=== Supplied information ===

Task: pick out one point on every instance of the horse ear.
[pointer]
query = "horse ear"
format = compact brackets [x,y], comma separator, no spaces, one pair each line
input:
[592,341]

===

Reproduce every line of the records above, requests included, and add -28 to each coordinate in the answers.

• Exercise answer:
Task: pick out one point on every instance of the horse ear.
[pointer]
query = "horse ear"
format = compact brackets [x,y], comma separator, no spaces, one pair each line
input:
[564,313]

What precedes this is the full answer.